LISTED RECORDS section start

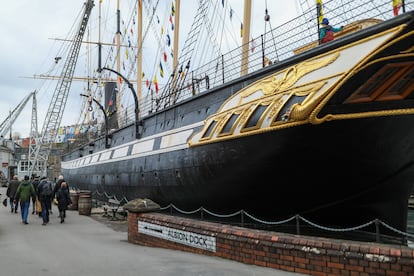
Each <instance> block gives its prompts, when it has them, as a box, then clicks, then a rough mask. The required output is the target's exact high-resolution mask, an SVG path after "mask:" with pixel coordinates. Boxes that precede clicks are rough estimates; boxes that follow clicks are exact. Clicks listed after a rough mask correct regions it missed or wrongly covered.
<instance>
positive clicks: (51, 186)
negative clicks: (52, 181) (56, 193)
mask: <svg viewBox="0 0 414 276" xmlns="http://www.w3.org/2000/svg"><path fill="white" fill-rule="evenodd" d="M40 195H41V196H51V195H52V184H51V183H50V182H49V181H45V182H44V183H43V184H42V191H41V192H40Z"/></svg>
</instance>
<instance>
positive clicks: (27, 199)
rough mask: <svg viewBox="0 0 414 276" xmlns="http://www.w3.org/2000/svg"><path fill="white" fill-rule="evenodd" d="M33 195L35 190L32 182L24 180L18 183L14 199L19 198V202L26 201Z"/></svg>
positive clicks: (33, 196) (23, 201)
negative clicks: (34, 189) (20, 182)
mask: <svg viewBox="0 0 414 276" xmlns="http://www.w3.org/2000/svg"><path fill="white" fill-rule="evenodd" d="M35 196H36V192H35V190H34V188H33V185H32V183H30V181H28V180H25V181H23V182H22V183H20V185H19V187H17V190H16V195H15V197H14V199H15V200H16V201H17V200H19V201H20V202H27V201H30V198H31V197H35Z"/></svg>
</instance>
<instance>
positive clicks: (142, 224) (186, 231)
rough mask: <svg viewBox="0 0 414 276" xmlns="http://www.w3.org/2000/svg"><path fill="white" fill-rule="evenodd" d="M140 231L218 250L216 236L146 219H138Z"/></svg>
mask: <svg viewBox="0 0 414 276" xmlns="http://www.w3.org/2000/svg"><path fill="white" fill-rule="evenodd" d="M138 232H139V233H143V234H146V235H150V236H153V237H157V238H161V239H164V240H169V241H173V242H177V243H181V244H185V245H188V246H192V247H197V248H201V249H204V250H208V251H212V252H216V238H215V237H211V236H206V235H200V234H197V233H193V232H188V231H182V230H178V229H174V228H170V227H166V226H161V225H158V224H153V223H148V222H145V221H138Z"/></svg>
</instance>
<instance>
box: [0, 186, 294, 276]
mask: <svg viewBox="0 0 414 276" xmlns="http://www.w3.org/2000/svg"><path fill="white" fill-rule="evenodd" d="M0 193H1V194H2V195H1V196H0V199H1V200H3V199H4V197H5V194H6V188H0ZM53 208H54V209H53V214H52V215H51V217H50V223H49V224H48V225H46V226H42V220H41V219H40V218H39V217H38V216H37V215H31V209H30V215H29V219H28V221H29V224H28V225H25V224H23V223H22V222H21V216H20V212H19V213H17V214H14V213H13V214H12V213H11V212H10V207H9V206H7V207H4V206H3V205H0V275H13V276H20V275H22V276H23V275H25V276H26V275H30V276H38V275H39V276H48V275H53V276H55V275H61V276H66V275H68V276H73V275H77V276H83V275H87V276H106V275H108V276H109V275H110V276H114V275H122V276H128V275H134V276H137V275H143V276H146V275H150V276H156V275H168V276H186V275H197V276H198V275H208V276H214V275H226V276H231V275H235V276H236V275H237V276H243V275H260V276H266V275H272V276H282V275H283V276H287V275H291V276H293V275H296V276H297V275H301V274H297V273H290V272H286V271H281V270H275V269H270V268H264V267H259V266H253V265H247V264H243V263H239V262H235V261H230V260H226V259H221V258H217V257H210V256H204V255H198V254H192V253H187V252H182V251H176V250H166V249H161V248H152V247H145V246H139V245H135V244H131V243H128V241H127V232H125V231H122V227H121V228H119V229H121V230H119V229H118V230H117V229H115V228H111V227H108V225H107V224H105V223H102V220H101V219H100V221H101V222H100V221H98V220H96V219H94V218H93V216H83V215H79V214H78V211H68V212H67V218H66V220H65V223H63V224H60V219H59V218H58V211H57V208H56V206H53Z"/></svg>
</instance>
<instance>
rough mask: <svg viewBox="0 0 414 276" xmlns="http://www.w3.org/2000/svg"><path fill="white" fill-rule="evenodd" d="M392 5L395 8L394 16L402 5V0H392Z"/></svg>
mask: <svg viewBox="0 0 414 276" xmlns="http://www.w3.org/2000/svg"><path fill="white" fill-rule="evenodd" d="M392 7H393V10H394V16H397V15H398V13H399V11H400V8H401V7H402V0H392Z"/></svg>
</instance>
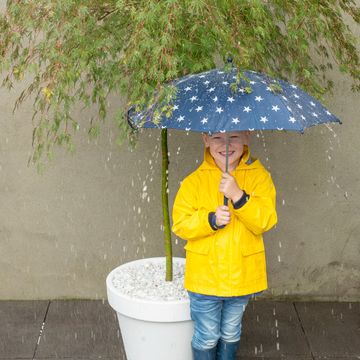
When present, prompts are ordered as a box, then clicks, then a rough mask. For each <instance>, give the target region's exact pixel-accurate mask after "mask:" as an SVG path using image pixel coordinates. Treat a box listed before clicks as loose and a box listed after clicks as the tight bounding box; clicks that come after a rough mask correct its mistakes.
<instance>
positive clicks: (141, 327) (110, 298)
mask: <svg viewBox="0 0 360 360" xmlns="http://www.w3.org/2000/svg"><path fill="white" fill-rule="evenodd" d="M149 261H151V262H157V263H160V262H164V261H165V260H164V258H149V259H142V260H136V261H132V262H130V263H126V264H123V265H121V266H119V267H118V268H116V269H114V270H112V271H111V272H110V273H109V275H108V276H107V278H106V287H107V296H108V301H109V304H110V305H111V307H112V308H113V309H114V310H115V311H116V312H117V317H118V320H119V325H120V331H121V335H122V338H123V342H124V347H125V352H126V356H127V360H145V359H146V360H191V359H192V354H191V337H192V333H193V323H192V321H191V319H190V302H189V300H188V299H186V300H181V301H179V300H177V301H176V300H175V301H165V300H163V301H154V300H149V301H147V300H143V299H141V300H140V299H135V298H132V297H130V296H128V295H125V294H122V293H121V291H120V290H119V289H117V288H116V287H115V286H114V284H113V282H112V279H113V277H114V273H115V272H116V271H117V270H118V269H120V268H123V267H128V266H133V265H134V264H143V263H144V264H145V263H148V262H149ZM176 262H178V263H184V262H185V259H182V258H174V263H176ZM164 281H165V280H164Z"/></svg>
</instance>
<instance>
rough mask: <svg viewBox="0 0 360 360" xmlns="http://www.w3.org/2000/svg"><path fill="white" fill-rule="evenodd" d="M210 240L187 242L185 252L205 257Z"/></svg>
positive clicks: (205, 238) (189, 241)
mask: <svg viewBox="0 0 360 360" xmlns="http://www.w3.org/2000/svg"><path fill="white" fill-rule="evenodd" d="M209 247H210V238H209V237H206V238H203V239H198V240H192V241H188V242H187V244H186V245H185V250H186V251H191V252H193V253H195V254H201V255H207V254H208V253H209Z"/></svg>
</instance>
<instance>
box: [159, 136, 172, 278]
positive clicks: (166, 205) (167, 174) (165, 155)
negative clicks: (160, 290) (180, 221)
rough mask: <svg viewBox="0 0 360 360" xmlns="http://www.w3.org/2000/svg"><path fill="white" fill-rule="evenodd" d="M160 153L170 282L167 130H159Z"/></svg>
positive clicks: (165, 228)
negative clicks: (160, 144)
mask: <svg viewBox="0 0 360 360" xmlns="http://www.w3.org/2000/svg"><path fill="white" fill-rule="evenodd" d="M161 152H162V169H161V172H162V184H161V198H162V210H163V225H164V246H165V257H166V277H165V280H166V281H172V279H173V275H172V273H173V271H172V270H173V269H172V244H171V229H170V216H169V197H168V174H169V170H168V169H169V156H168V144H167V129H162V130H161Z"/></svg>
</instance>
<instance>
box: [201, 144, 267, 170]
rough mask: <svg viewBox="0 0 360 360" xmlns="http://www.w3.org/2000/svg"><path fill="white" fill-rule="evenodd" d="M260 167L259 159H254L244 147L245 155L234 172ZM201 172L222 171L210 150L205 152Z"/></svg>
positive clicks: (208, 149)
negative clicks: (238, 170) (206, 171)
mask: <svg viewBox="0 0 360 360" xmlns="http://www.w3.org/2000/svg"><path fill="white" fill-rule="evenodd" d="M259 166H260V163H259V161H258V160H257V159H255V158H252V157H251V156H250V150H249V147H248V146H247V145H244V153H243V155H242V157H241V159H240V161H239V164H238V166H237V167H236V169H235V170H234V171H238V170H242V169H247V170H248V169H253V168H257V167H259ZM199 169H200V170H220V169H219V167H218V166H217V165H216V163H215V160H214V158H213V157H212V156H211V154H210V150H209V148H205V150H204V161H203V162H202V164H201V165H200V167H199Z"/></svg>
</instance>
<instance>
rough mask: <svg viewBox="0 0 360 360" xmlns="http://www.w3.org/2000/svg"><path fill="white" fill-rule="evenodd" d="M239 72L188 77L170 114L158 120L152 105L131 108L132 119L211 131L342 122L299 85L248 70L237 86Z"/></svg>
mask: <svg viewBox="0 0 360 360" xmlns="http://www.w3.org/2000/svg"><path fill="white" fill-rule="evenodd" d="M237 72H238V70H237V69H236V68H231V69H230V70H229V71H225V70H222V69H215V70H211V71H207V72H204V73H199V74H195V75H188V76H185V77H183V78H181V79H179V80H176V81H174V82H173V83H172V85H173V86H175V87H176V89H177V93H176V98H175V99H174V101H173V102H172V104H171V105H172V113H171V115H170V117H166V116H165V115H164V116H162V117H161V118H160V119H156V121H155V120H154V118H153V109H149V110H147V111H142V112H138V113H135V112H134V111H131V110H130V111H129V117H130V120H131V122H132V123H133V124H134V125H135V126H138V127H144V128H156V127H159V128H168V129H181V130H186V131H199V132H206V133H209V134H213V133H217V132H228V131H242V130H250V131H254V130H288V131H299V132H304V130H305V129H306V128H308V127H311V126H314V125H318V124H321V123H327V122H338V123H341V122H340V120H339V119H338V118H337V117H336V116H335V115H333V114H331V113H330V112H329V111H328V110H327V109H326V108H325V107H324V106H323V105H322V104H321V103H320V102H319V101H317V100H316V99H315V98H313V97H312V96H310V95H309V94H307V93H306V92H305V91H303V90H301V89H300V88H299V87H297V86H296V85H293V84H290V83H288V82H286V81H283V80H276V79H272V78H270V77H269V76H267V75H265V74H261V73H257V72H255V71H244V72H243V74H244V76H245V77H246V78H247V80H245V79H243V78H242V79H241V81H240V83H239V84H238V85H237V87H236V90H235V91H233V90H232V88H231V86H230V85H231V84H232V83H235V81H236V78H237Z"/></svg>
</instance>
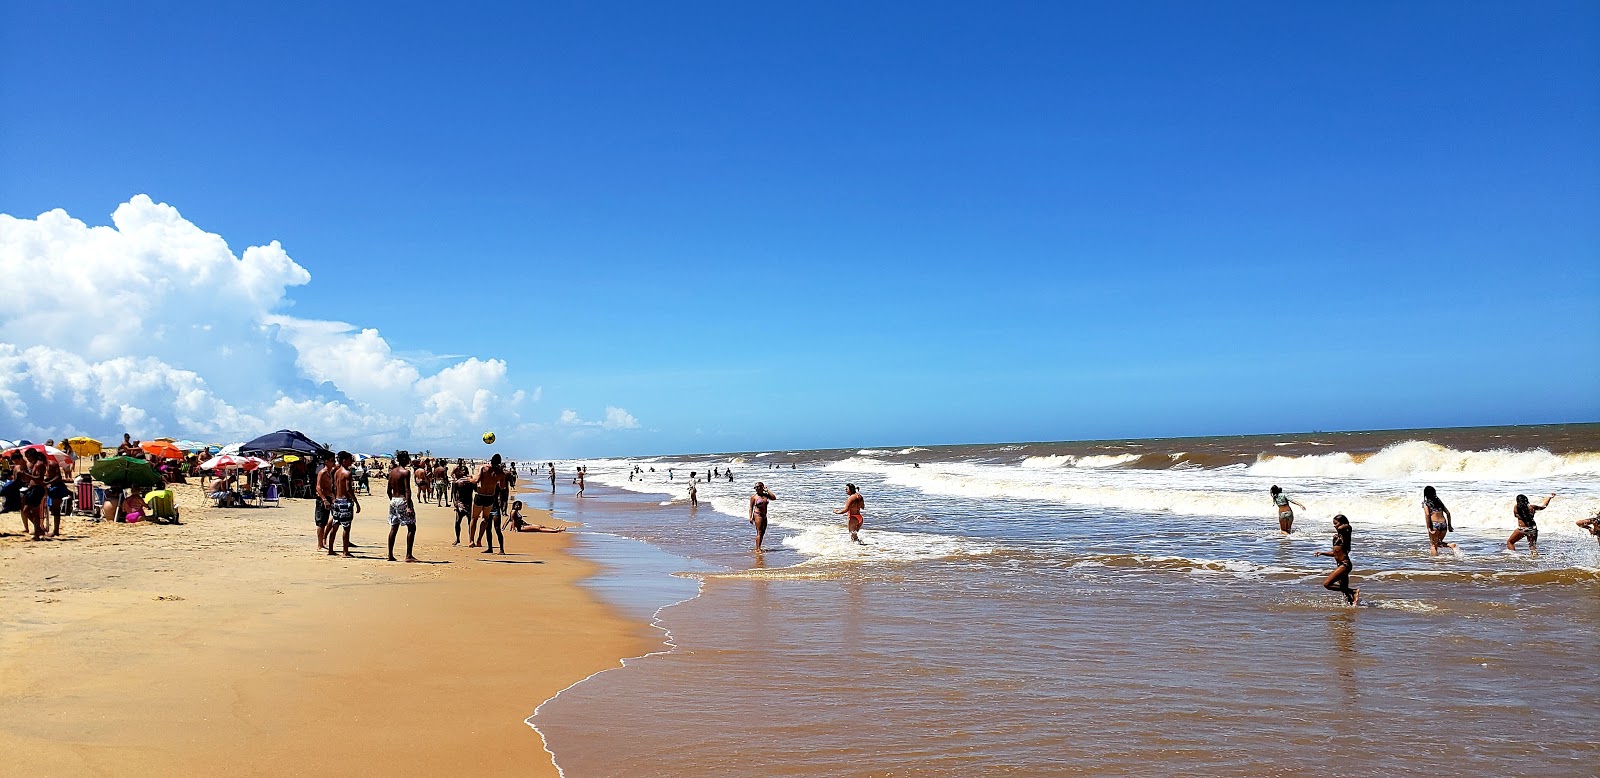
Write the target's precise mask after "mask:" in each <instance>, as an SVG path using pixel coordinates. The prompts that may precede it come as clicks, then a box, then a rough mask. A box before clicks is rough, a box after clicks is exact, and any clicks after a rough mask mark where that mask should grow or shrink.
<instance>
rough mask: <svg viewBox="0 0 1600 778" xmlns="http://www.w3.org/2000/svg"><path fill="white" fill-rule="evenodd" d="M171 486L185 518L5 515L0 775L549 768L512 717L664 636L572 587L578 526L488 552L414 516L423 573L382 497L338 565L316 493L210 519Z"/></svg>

LISTED RECORDS section end

**INSTRUCTIONS TO FOLLOW**
Please transcribe, word for word, every line from the first line of the records above through the line containing "positive clicks: (142, 224) (186, 231)", and leave out any pictures.

**WRITTEN REPLY**
Each <instance> block gives its prompts, when it has them, as a box, then clicks, then a rough mask. The required output is the target's exact high-resolution mask, an SVG path after "mask:" with pixel coordinates. Boxes that precede clicks are rough estimates; boxes that follow clicks are exact. Clicks listed after a rough mask correct regions it missed or wrongly covered.
<instance>
positive clicks: (51, 186)
negative clicks: (52, 181) (56, 193)
mask: <svg viewBox="0 0 414 276" xmlns="http://www.w3.org/2000/svg"><path fill="white" fill-rule="evenodd" d="M40 195H41V196H51V195H52V184H51V183H50V182H49V181H45V182H44V183H43V184H42V191H41V192H40Z"/></svg>
</instance>
<instance>
positive clicks: (27, 199)
rough mask: <svg viewBox="0 0 414 276" xmlns="http://www.w3.org/2000/svg"><path fill="white" fill-rule="evenodd" d="M33 195L35 190L32 182L24 180L18 183L14 199L19 198V202L26 201Z"/></svg>
positive clicks: (33, 196) (23, 201)
negative clicks: (34, 189) (20, 182)
mask: <svg viewBox="0 0 414 276" xmlns="http://www.w3.org/2000/svg"><path fill="white" fill-rule="evenodd" d="M35 196H36V192H35V190H34V188H33V185H32V183H30V181H28V180H25V181H23V182H22V183H20V185H19V187H17V190H16V195H15V197H14V199H15V200H16V201H17V200H19V201H20V202H27V201H30V198H31V197H35Z"/></svg>
</instance>
<instance>
positive clicks: (142, 224) (186, 231)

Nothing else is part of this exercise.